──────── Records

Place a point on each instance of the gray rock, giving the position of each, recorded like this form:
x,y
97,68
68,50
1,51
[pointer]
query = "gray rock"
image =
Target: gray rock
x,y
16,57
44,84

────────────────

§ Task requirements: Rewrite the rows above, changing every "gray rock" to "granite boulder" and leaving everything else the same.

§ Written solution:
Place a point on each instance of the granite boulder, giving the position of each, recorded like this form:
x,y
97,68
68,50
1,51
[pointer]
query = "granite boulder"
image =
Target: granite boulder
x,y
16,57
44,84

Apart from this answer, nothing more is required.